Work to be completed
Summarize the piece on sport and physical activity below in three sentences.

Sport and physical activity at the heart of policy making, by Dr Richard Medcalf, Director, Institute of Human Sciences.

It is widely accepted that physical activity is central to our health and well-being. What we have seen since the emergence of the COVID-19 global pandemic is a huge change in our personal and collective physical activity habits, with all now taking place either in the home or in social isolation in our local area. At the same time there appears to have been a renewed appreciation for the need for exercise and the benefits that it brings. For many, the direct relationship between our time being physically active and our mental wellbeing has never been clearer.

The social distancing measures imposed during lockdown have changed our exercise habits overnight. Our enjoyment of team sports has been replaced by physical activity with our families; our gyms and leisure centres replaced by both synchronous and virtual activity in the home. For those able to exercise outside of the home there are, of course, a range of options to do so, but for many (including those shielding from the virus) the options are few and reliant on a capability and willingness to engage with online instruction and/or self-motivation without the benefit of peer support or interaction. Although we hope for the current restrictions to be short lived they have the potential to change the leisure landscape for ever. Changing habits will likely have a huge impact on public sector leisure, historically considered non-statutory and thus at significant risk of further cuts if not graced with a renewed set of protections.

Our community sports clubs have been hit hard by social restrictions and the cessation of all grassroots sport. On a national level Sport England have received praise for their response to the virus focussed on the #Stayinworkout campaign. This has been distilled locally by Active Partnerships such as Active Black Country who have been central to regional landscape with some great support for our local sporting infrastructure. There are also further useful resources from both CIMSPA and UKActive which those within the sector will no doubt be utilising. However for the general public the loss of both grassroot and elite (spectator) sport has left a significant hole in the social fabric of what sport means to many.

Data excerpts
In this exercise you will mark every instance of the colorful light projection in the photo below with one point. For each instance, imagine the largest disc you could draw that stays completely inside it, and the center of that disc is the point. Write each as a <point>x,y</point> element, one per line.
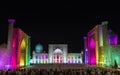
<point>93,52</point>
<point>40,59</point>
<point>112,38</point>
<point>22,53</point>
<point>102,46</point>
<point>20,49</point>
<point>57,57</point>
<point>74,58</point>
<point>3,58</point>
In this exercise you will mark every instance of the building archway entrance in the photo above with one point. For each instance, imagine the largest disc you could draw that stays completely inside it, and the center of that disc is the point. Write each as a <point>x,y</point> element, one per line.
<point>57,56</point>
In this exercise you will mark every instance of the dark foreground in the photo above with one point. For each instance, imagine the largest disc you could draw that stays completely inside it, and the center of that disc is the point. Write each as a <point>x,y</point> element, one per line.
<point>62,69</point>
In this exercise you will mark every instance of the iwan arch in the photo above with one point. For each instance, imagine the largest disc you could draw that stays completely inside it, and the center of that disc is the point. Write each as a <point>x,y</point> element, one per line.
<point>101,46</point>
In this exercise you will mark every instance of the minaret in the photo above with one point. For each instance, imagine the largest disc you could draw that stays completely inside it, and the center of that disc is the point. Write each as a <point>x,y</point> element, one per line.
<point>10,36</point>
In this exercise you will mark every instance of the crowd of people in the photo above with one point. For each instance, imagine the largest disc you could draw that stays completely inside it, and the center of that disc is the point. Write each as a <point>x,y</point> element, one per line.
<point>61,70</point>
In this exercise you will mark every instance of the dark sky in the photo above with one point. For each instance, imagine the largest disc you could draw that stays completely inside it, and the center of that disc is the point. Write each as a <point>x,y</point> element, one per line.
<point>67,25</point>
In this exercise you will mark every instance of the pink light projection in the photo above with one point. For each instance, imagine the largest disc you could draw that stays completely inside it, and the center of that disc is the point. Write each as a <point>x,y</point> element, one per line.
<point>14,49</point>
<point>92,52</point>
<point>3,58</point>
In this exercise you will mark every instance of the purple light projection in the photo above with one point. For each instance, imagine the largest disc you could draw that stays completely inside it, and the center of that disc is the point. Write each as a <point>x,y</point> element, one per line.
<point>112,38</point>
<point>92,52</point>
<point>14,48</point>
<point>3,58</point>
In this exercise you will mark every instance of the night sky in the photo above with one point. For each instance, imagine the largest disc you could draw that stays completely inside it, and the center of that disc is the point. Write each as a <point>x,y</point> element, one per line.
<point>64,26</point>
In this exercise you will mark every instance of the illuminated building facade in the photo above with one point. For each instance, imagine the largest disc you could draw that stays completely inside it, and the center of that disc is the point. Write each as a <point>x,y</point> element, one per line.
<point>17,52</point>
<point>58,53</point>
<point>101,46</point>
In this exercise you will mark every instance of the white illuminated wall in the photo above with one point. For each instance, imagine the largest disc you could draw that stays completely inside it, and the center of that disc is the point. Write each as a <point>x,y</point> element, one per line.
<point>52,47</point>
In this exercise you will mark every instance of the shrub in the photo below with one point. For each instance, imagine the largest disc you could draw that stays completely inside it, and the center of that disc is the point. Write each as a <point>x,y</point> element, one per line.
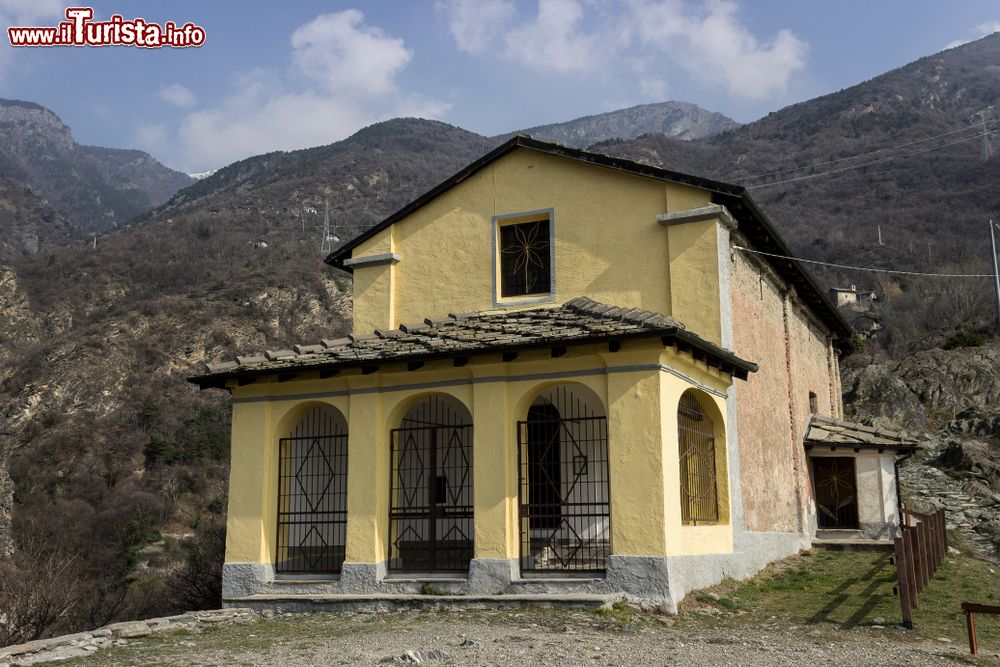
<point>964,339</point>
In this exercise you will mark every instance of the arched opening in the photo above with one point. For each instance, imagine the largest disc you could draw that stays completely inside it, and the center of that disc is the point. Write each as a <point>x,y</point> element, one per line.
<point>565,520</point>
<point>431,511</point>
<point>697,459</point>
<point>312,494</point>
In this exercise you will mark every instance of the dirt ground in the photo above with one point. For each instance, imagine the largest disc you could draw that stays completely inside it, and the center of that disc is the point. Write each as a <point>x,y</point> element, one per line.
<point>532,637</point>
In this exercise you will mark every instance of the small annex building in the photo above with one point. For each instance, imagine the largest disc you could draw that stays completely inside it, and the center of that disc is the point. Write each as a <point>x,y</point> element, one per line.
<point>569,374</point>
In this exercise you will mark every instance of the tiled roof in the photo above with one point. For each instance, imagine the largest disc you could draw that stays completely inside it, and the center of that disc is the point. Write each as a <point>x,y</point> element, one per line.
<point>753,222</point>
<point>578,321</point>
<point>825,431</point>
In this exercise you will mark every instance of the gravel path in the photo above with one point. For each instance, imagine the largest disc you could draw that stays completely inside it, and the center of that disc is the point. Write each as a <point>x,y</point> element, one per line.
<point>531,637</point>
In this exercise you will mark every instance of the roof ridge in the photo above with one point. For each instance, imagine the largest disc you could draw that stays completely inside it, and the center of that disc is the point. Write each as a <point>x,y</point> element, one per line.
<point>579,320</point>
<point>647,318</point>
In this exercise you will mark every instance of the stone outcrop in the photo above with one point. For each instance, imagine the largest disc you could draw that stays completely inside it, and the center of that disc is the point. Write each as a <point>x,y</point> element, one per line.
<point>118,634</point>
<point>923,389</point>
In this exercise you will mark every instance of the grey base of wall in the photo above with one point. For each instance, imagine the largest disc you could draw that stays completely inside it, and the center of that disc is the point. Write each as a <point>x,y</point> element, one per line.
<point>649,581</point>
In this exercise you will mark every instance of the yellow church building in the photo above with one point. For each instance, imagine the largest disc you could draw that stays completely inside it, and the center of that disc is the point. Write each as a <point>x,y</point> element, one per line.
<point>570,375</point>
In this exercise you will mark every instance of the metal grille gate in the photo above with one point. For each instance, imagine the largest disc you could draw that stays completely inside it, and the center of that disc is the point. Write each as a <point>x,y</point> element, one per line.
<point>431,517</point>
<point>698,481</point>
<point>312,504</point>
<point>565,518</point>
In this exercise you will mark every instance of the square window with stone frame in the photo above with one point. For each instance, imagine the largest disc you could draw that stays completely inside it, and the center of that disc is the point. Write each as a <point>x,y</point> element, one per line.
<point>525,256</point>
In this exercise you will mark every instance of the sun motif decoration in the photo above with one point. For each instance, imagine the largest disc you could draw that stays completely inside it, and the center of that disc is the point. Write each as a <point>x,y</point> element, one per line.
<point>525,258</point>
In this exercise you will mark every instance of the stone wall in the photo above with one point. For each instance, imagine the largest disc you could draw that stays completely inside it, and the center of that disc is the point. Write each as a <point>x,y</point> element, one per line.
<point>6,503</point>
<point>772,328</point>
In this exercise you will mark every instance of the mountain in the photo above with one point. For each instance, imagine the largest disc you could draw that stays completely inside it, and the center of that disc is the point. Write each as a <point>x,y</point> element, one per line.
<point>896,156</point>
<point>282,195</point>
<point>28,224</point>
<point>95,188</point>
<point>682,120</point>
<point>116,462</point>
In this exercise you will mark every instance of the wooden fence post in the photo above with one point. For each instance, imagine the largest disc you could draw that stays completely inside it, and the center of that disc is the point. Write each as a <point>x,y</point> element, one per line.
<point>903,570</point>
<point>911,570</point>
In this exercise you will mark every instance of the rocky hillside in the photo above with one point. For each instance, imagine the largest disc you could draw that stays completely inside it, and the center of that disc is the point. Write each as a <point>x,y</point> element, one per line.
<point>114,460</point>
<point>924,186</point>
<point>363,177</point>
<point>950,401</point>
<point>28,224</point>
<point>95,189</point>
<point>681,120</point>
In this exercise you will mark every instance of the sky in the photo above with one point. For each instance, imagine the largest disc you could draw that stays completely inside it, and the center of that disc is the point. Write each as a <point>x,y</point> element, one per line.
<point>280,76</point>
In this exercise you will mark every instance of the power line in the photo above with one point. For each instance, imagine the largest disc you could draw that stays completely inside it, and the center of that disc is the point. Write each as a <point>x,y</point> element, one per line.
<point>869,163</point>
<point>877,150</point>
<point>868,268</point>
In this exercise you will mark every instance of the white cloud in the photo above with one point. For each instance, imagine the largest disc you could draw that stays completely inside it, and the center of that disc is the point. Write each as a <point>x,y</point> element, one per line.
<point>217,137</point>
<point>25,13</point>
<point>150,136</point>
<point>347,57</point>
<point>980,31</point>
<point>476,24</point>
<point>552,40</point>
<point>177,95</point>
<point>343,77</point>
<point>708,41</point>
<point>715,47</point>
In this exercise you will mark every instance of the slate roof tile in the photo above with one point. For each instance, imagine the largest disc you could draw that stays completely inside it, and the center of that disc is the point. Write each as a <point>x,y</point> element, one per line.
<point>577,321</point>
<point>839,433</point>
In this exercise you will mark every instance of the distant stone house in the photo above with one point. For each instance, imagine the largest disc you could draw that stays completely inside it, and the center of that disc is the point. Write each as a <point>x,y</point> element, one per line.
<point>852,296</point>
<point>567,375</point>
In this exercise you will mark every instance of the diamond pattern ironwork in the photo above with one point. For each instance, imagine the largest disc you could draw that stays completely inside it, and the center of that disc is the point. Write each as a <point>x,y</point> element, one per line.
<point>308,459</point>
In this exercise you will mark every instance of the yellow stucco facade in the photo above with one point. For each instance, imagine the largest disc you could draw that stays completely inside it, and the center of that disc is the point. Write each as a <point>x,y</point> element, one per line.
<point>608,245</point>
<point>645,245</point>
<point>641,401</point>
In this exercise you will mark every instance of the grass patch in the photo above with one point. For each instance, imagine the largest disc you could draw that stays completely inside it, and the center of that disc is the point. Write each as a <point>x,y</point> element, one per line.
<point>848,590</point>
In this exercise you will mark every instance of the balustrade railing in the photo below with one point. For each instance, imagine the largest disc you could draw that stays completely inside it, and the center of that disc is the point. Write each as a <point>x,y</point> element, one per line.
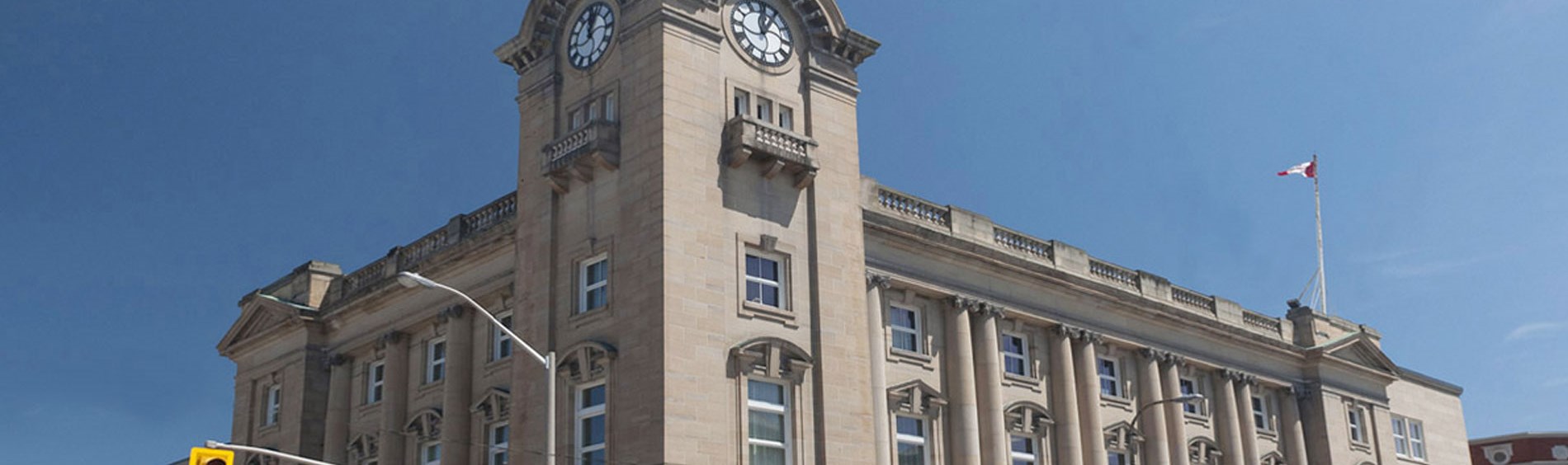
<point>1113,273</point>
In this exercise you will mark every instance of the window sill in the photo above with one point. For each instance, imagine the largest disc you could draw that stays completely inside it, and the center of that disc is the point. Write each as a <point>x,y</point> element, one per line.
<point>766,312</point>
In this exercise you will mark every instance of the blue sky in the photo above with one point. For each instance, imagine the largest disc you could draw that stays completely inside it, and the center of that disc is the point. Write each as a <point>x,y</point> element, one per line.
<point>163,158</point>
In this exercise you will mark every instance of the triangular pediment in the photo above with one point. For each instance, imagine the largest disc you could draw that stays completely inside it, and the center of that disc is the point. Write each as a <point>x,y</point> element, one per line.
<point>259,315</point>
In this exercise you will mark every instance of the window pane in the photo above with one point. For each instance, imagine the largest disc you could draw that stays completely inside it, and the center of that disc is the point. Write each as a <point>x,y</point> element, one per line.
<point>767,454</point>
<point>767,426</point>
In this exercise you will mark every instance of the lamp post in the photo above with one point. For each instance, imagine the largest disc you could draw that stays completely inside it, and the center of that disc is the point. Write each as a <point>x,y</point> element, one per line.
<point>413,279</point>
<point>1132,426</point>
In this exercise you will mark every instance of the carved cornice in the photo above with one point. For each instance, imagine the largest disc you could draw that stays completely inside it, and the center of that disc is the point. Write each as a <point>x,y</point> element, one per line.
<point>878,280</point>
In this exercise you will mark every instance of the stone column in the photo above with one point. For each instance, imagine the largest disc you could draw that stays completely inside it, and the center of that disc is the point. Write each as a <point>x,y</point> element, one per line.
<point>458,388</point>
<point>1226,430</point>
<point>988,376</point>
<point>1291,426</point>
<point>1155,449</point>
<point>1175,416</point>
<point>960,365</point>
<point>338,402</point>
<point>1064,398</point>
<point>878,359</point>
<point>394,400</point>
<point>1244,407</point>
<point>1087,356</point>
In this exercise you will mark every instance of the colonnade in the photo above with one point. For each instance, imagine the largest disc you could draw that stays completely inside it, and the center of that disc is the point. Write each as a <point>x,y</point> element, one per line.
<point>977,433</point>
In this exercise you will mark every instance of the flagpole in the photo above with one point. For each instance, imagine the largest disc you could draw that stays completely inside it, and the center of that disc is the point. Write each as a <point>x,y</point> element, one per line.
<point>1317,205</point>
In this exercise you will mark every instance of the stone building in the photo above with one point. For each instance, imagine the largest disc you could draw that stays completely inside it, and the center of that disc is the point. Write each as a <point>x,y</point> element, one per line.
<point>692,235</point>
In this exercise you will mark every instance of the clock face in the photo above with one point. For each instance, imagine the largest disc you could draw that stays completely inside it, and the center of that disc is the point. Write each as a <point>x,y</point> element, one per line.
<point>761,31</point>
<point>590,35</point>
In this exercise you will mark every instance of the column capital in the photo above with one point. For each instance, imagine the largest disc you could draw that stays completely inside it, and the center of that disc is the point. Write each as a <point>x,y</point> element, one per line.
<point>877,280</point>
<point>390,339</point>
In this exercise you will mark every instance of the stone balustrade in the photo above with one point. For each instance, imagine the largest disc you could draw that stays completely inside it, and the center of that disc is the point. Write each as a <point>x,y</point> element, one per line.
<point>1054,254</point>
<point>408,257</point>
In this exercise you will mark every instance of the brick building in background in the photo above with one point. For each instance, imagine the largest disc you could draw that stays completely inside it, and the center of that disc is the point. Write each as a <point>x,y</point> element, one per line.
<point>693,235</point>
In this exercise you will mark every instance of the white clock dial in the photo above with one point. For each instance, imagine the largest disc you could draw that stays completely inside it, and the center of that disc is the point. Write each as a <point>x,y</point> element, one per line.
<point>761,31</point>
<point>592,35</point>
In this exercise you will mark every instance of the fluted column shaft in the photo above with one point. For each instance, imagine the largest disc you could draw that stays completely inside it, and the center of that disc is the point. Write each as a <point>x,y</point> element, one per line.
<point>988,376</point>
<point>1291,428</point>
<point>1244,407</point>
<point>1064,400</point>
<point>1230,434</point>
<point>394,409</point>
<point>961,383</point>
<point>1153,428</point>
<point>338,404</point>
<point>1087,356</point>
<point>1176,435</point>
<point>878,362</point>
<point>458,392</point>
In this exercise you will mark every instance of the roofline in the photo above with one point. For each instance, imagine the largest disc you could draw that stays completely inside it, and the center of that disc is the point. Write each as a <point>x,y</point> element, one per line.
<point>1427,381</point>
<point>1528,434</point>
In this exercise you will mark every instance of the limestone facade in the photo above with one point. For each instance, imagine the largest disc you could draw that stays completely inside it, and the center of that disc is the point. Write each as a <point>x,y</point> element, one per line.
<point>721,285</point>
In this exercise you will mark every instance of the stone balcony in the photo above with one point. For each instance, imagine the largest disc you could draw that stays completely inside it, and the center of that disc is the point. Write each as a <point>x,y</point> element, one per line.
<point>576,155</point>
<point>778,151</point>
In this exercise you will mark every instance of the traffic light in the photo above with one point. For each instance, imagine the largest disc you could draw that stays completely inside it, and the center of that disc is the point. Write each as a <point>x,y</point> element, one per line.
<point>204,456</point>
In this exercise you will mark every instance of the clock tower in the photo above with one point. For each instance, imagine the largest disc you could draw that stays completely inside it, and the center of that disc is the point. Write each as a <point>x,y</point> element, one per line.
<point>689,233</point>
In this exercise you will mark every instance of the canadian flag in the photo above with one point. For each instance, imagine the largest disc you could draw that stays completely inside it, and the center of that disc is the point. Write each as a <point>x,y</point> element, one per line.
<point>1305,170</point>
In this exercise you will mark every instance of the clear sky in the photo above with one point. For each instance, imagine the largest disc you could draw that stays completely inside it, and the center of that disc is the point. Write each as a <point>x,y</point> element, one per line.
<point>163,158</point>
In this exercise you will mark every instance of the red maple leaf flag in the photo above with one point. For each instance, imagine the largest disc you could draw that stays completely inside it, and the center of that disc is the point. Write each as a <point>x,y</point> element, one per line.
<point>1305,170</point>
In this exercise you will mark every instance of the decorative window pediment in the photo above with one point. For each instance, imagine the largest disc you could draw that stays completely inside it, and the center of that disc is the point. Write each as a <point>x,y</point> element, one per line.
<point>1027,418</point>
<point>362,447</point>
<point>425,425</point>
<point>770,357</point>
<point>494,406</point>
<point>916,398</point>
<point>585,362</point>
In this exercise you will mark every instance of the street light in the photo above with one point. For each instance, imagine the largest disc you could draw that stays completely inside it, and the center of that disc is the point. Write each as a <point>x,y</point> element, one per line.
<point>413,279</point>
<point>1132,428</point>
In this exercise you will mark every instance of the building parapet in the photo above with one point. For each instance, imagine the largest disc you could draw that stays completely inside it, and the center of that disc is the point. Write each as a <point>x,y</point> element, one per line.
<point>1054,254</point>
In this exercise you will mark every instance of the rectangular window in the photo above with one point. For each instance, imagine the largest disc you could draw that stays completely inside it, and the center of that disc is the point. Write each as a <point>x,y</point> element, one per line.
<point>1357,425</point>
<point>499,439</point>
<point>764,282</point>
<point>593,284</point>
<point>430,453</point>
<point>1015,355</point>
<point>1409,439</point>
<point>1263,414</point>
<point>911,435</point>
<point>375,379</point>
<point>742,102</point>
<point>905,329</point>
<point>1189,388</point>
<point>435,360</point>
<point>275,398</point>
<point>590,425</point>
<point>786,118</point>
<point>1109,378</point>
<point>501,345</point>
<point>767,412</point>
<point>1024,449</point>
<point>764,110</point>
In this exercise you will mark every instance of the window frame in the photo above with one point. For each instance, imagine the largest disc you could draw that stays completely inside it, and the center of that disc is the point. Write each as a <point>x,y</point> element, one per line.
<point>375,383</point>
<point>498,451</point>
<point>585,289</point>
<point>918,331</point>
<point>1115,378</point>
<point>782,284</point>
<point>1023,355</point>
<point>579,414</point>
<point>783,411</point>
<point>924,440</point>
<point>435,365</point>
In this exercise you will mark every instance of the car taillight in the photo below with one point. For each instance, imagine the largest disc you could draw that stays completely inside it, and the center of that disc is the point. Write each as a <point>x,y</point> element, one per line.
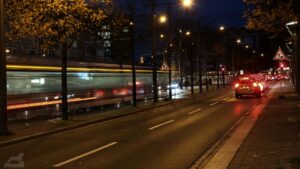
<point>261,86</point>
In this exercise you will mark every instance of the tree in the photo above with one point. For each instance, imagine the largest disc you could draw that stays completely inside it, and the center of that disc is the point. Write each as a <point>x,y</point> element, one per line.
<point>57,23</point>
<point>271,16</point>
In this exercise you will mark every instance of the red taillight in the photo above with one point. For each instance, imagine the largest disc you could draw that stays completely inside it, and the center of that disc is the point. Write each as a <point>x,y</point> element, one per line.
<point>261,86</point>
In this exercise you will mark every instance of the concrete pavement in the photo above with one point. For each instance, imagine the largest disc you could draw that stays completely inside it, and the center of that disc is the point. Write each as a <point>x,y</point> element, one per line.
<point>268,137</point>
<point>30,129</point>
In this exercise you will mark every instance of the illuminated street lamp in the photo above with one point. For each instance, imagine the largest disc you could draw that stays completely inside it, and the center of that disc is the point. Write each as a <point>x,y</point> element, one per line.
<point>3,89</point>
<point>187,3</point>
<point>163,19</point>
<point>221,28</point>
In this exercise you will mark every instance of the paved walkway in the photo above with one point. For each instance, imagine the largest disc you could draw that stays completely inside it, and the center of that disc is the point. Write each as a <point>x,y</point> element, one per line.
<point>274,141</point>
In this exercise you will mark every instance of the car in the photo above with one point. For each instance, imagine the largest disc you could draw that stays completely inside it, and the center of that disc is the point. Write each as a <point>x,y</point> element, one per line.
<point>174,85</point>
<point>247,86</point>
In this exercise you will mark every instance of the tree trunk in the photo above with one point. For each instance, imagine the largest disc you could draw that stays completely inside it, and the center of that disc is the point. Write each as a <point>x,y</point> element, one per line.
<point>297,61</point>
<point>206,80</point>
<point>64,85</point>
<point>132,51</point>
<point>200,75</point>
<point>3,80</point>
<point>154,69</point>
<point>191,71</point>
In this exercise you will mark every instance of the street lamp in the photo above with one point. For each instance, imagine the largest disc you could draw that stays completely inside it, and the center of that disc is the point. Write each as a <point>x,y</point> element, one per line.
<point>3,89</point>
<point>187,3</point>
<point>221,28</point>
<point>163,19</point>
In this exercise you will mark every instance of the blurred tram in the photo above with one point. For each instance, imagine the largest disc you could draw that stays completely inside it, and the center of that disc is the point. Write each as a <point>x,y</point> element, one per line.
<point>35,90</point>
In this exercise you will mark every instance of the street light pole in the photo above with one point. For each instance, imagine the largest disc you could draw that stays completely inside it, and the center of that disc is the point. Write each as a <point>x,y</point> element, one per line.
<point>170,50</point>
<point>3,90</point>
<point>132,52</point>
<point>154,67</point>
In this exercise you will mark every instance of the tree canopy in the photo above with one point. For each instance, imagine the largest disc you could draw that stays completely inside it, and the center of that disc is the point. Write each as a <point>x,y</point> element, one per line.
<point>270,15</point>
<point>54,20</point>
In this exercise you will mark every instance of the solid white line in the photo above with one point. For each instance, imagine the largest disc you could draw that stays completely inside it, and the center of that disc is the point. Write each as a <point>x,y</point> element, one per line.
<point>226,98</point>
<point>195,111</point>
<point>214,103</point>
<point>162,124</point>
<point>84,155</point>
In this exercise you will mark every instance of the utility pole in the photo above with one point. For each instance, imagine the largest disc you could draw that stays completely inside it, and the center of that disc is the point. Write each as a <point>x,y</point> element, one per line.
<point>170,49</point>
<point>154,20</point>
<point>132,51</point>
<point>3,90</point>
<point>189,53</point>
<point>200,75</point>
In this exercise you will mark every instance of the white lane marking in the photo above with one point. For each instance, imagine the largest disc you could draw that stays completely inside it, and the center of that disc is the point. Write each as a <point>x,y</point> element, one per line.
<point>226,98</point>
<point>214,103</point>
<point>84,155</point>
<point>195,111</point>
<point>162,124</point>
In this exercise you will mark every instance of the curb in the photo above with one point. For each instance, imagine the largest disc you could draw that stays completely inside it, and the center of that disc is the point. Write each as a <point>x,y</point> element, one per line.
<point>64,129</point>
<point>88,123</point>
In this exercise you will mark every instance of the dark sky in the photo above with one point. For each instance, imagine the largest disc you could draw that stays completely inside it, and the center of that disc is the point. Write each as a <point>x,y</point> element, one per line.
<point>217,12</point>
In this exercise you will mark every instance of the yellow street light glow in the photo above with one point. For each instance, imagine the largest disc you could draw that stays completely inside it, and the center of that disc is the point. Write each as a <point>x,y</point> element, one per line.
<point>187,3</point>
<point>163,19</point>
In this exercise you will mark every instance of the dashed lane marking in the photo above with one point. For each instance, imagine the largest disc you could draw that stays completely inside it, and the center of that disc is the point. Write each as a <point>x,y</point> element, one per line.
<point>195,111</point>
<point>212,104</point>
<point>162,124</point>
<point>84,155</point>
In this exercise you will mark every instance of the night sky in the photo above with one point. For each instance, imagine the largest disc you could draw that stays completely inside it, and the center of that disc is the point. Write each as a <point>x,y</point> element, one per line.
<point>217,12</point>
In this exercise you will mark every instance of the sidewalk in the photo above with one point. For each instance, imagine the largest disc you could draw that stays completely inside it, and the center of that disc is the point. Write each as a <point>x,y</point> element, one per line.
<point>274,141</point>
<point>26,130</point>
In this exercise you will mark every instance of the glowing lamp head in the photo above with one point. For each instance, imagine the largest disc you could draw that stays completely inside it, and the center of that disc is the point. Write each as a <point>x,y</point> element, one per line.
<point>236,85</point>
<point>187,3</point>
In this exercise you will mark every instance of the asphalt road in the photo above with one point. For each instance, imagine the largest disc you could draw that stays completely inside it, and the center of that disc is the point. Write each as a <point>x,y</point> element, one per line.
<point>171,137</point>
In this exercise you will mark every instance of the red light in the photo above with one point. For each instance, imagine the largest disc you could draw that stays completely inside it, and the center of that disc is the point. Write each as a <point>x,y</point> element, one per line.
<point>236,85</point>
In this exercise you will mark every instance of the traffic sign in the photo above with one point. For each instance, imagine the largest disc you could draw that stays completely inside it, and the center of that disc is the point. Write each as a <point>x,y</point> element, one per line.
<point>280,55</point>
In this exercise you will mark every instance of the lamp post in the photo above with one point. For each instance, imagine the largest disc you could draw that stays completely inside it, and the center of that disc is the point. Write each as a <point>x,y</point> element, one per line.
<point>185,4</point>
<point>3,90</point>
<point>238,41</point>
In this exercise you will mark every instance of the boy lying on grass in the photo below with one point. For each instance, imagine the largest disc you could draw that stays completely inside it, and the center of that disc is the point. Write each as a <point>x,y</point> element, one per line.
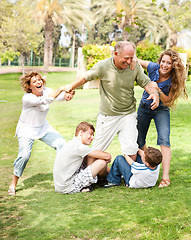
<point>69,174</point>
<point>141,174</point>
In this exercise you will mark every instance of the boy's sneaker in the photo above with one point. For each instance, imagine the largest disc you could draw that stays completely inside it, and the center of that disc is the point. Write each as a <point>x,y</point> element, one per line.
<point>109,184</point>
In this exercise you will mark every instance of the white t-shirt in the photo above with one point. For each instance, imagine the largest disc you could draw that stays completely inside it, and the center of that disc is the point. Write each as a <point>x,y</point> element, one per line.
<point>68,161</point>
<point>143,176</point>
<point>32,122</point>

Solution to the problem
Since the COVID-19 pandemic began, physical activity has moved into the home or into social isolation in local areas, and there seems to be a renewed appreciation for exercise and its clear link to mental wellbeing. Lockdown changed exercise habits overnight and could reshape the leisure landscape for good, putting public sector leisure at significant risk of further cuts because it has historically been considered non-statutory. Community sports clubs have been hit hard, and although Sport England and Active Partnerships have offered support, the loss of grassroots and elite sport has left a significant hole in the social fabric for the general public.